MATERIAL>
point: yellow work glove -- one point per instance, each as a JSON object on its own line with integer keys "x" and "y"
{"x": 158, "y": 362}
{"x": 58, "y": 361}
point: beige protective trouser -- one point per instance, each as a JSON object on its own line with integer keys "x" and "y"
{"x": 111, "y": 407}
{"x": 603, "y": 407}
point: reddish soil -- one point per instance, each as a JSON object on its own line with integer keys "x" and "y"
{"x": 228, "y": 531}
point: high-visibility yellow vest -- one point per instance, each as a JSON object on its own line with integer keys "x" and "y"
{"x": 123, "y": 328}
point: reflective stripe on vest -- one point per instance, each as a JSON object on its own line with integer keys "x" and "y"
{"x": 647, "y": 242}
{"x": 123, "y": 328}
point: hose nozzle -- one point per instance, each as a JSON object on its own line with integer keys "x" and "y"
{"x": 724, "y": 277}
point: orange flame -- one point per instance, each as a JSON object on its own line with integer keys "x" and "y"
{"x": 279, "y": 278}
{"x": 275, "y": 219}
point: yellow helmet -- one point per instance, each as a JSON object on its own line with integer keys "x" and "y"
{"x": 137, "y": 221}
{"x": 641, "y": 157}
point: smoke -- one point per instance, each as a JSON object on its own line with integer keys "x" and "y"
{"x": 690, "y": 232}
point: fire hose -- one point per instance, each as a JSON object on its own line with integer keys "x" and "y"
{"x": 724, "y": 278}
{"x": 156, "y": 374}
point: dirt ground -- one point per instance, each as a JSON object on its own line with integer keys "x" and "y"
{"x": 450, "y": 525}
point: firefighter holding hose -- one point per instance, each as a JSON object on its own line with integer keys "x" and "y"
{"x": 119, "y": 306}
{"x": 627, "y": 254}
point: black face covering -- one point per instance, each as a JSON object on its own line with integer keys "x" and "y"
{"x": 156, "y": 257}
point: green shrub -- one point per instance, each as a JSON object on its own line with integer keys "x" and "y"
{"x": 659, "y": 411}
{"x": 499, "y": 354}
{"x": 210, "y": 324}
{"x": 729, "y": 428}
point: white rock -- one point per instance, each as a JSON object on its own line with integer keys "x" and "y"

WHAT IS NEEDED>
Write every line of the items above as a JSON list of strings, one string per line, leaving out blank lines.

RESULT FOR THIS TASK>
[
  "point: yellow work glove -- one point per instance, each as a JSON object on its own line with integer keys \"x\" and \"y\"",
  "{\"x\": 158, \"y\": 362}",
  "{\"x\": 58, \"y\": 361}",
  "point: beige protective trouser -- one point per instance, each as a JSON object on its own line with integer keys \"x\" and \"y\"",
  "{\"x\": 111, \"y\": 407}",
  "{\"x\": 603, \"y\": 407}",
  "point: reddish soil -- one point per instance, each as a JSON object on its own line with integer keys \"x\" and \"y\"",
  "{\"x\": 228, \"y\": 531}",
  "point: high-visibility yellow vest -- one point per instance, each as a JSON object on its own line with integer keys \"x\" and \"y\"",
  "{\"x\": 123, \"y\": 328}",
  "point: reflective stripe on vest -- one point per instance, each as a JSON object on its own line with integer keys \"x\" and \"y\"",
  "{\"x\": 647, \"y\": 242}",
  "{\"x\": 123, \"y\": 328}",
  "point: hose nozzle -- one point per instance, each as a JSON object on its own line with integer keys \"x\" and \"y\"",
  "{\"x\": 724, \"y\": 277}",
  "point: orange flame -- one point per instance, each as a JSON object on its own line with integer keys \"x\" and \"y\"",
  "{\"x\": 279, \"y\": 278}",
  "{\"x\": 275, \"y\": 219}",
  "point: yellow helmet -- one point per instance, each as a JSON object on its own line with integer keys \"x\" and \"y\"",
  "{\"x\": 137, \"y\": 221}",
  "{\"x\": 641, \"y\": 157}",
  "point: smoke -- one point per instance, each as a JSON object on its own line with integer keys \"x\" and \"y\"",
  "{\"x\": 690, \"y\": 232}",
  "point: fire hose -- one point per instance, each as a JSON object on its own line with integer keys \"x\" and \"y\"",
  "{\"x\": 724, \"y\": 278}",
  "{\"x\": 156, \"y\": 374}",
  "point: dirt ground -- one point per instance, each as a JSON object on its own line with integer keys \"x\" and \"y\"",
  "{\"x\": 450, \"y\": 525}",
  "point: firefighter holding hose -- one point per instance, each as a JSON object on its own line with integer keys \"x\" and \"y\"",
  "{\"x\": 119, \"y\": 306}",
  "{\"x\": 627, \"y\": 254}",
  "point: black face covering -- one point per instance, each as a JSON object on its own line with integer keys \"x\" and \"y\"",
  "{\"x\": 156, \"y\": 257}",
  "point: green shrub -- one point per instance, each as a JSON object on its own line with integer keys \"x\" and \"y\"",
  "{\"x\": 659, \"y\": 411}",
  "{\"x\": 499, \"y\": 354}",
  "{\"x\": 210, \"y\": 324}",
  "{\"x\": 729, \"y\": 428}",
  "point: white rock -- one point per instance, each as a JSON object on its own line with integer keys \"x\" and \"y\""
]